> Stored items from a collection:
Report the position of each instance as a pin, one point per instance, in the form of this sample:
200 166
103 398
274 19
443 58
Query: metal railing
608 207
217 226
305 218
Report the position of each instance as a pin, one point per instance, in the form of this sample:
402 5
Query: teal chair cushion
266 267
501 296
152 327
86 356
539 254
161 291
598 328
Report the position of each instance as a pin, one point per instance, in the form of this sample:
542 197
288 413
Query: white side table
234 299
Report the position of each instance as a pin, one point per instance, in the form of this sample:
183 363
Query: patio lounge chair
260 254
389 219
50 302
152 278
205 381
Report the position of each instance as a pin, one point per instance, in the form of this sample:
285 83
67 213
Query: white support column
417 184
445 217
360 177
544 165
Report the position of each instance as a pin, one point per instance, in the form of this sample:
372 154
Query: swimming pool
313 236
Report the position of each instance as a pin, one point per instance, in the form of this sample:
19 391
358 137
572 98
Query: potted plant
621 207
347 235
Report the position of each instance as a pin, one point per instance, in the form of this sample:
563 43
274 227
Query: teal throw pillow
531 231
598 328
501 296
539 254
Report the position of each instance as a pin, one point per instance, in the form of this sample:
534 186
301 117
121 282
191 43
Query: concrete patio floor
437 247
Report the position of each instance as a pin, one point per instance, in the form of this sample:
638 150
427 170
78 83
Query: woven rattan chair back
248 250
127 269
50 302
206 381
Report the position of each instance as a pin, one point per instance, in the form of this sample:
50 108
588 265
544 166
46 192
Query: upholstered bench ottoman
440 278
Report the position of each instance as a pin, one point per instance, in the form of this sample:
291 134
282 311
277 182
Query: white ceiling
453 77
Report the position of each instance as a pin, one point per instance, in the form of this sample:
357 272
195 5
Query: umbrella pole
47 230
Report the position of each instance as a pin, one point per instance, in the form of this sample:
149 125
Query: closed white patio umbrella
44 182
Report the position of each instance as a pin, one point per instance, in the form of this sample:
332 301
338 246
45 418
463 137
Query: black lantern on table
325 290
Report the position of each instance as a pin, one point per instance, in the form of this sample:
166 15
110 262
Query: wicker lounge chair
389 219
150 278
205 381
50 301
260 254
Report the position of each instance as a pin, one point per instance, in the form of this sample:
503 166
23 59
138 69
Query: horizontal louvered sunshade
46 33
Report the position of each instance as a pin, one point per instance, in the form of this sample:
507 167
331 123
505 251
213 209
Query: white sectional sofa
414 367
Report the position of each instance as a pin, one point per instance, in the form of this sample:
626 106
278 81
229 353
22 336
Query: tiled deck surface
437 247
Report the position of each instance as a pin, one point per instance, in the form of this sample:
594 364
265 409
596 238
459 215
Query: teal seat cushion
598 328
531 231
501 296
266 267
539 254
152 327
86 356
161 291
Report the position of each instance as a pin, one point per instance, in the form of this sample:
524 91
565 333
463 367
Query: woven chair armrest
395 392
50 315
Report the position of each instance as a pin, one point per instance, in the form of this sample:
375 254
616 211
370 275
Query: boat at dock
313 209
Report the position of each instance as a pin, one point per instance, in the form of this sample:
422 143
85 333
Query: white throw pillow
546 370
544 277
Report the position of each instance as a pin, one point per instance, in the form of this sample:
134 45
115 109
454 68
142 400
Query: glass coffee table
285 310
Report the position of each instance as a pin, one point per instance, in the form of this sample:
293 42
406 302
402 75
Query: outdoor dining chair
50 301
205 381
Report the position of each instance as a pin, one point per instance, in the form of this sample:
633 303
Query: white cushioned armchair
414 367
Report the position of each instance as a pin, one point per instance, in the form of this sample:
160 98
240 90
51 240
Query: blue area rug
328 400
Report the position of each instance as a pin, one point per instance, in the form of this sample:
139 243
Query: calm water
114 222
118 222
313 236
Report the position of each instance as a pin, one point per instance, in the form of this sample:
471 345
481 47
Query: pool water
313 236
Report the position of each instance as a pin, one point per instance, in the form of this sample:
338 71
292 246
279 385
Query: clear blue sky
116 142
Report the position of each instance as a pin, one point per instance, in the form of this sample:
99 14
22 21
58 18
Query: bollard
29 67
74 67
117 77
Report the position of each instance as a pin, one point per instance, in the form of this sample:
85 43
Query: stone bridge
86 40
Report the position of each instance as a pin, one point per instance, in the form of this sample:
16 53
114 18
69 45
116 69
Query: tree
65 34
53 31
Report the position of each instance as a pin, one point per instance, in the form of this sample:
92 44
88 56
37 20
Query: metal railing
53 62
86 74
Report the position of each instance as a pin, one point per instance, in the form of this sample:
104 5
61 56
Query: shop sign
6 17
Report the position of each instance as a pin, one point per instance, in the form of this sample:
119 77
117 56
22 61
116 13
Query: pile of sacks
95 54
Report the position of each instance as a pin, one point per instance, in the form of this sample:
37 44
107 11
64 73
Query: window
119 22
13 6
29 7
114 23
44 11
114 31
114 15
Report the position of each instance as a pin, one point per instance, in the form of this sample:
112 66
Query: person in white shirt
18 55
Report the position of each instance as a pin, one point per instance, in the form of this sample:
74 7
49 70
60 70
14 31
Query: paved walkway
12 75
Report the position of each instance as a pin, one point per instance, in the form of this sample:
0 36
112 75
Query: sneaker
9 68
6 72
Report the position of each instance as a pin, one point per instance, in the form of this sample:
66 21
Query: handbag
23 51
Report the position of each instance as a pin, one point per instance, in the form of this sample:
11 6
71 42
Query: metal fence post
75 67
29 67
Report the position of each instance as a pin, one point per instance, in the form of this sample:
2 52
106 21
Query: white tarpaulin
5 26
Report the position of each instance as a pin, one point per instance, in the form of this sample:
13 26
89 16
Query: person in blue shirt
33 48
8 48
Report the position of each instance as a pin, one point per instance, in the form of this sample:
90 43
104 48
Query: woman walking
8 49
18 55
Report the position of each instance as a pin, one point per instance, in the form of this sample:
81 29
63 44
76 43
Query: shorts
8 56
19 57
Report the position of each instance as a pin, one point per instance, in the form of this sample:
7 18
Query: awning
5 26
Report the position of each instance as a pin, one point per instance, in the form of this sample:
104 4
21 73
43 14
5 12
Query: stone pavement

> BRIEF:
The only acceptable answer is the full set of entries, repeated exactly.

> ANSWER FOR THIS EXERCISE:
Report the position of each instance as a pin, one point per instance, in the form of this sample:
200 166
103 398
274 19
443 58
Query: metal railing
608 207
217 226
305 218
Report the position of each instance as a pin, one point per instance, in the form of this sample:
402 5
Query: teal chair cushion
266 267
501 296
152 327
86 356
539 254
161 291
598 328
Report the position of each instance as a pin, one point per instance, in the form of this sample:
542 197
288 413
Query: white side table
234 299
Report the position of each instance as a pin, one point per instance, in the form of this sample:
183 363
Query: patio lounge chair
260 254
389 219
50 302
152 278
205 381
Report the position of each instance as a pin, one point per instance, in the form of this sample:
285 83
67 213
Query: white support column
417 184
445 217
360 177
544 165
Report the position of each instance as a pin, one point per instance, in the form of this sample:
372 154
Query: swimming pool
313 236
Report the position of each instance as a pin, one point per instance, in the form of this sample:
19 391
358 137
572 98
Query: potted plant
621 207
347 235
Report the position of each instance as a pin, one point per instance, in the form of this sample:
563 43
274 227
Query: teal throw pillow
531 231
598 328
501 296
539 254
Report the position of each instance as a pin, one point per instance, in the form of this sample:
534 186
301 117
121 282
191 43
Query: concrete patio floor
437 247
Report the position of each instance as a pin, one point per instance, in the form of this sample:
638 150
427 170
78 83
Query: woven rattan chair back
248 250
127 269
50 302
206 381
Report the position of each instance as a pin, one point per instance, in the form of this sample:
50 108
588 265
544 166
46 192
Query: upholstered bench ottoman
440 278
Report the position of each instance as a pin, one point per instance, in the form of this sample:
291 134
282 311
277 182
Query: white ceiling
453 77
Report the position of each instance as a pin, one point per instance, in the form of this sample:
357 272
195 5
Query: umbrella pole
47 230
Report the position of each instance as a pin, one point per instance, in the form of this sample:
149 125
Query: closed white patio umbrella
44 182
Report the position of each instance as a pin, one point per instance, in the form of this sample:
332 301
338 246
45 418
463 137
Query: black lantern on table
325 290
Report the position of each instance as a pin, one point per instance, in the form of this sample:
166 15
110 262
Query: wicker lounge chair
389 219
150 278
205 381
50 301
260 254
Report the position of each instance as a pin, one point per instance, in the form of this sample:
503 166
23 59
138 69
Query: horizontal louvered sunshade
46 33
Report the position of each instance as a pin, one point per instance, in the form of this sample:
507 167
331 123
505 251
213 209
Query: white sectional sofa
414 367
Report the position of each instance as a pin, one point per instance, in the form of this sample:
626 106
278 81
229 353
22 336
Query: tiled deck surface
437 247
Report the position of each instance as a pin, one point per instance, in the form of this sample:
594 364
265 409
596 238
459 215
Query: teal seat cushion
598 328
531 231
501 296
266 267
539 254
152 327
86 356
161 291
Report the position of each instance as a pin, one point per instance, in the form of this sample:
524 91
565 333
463 367
Query: woven chair armrest
395 392
50 315
Report the position of each instance as a pin, one point per instance, in the form of this sample:
375 254
616 211
370 275
Query: boat at dock
313 209
Report the position of each instance as a pin, one point per instance, in the form of this sample:
422 143
85 333
Query: white throw pillow
546 370
544 277
Report the position of each instance as a pin, one point per instance, in the form of this sample:
134 45
115 109
454 68
142 400
Query: glass coffee table
285 310
Report the position of each instance as a pin, one point per instance, in the form of this sample:
293 42
406 302
402 75
Query: outdoor dining chair
50 301
205 381
Report the position of each instance as a pin, one point per instance, in the form of this sample:
633 303
Query: white cushioned armchair
414 367
Report the position of each instance as a pin, one point per instance, in the form of this sample:
160 98
240 90
51 240
Query: blue area rug
328 400
Report the position of each instance as a pin, one point per instance, in the form of this sample:
139 243
Query: calm water
114 222
118 222
313 236
Report the position of each instance as a pin, one point per instance, in the form of this sample:
471 345
481 47
Query: pool water
313 236
Report the position of each instance as a pin, one point per instance, in the form of this sample:
338 71
292 246
279 385
Query: clear blue sky
116 142
Report the position of each instance as a pin, one point per instance, in the form of this sample:
99 14
22 21
58 18
Query: bollard
29 67
74 67
117 77
Report the position of each instance as a pin, one point per instance, in the form of this sample:
85 43
Query: stone bridge
86 40
Report the position of each instance as a pin, one point per instance, in the form of this sample:
16 53
114 18
69 45
116 69
Query: tree
65 34
53 31
Report the position of each instance as a pin, one point per instance, in the form of this sample:
92 44
88 56
37 20
Query: metal railing
53 62
86 74
Report the position of each instance as a pin, one point per instance, in the form of this sample:
104 5
61 56
Query: shop sign
6 17
Report the position of each instance as a pin, one point per instance, in the form of this sample:
119 77
117 56
22 61
116 13
Query: pile of sacks
95 54
Report the position of each instance as a pin, one point per instance, in the form of this sample:
37 44
107 11
64 73
Query: window
119 22
13 6
29 7
114 23
44 11
114 31
114 15
Report the position of each instance as a pin, one point per instance, in the form of this sample:
112 66
Query: person in white shirt
18 55
Report the position of each instance as a pin, one point per instance, in the form of this sample:
74 7
49 70
60 70
14 31
Query: paved walkway
12 75
Report the position of each instance as a pin, one point per instance, in the form of this sample:
0 36
112 75
Query: sneaker
9 68
6 72
Report the position of each instance as a pin, one point per instance, in the form of this sample:
66 21
Query: handbag
23 51
Report the position of each instance as a pin, one point per instance, in the form of this sample:
11 6
71 42
Query: metal fence post
75 67
29 67
Report the position of each instance as a pin, one point per instance, in the form of this sample:
2 52
106 21
Query: white tarpaulin
5 26
Report the position of each instance as a pin, one point per instance, in the form of this sample:
13 26
89 16
Query: person in blue shirt
33 48
8 48
Report the position of each instance as a pin, one point per instance, in the form of this sample:
90 43
104 48
Query: woman walking
8 49
18 55
Report the position of each instance as a pin, one point per instance, in the form of this sample:
81 29
63 44
76 43
Query: shorts
8 56
19 57
Report the position of each instance as a pin, one point per instance, in the form of this sample:
7 18
Query: awning
5 26
Report the position of each instance as a pin, one point per instance, in the form of this sample:
104 4
21 73
43 14
5 12
Query: stone pavement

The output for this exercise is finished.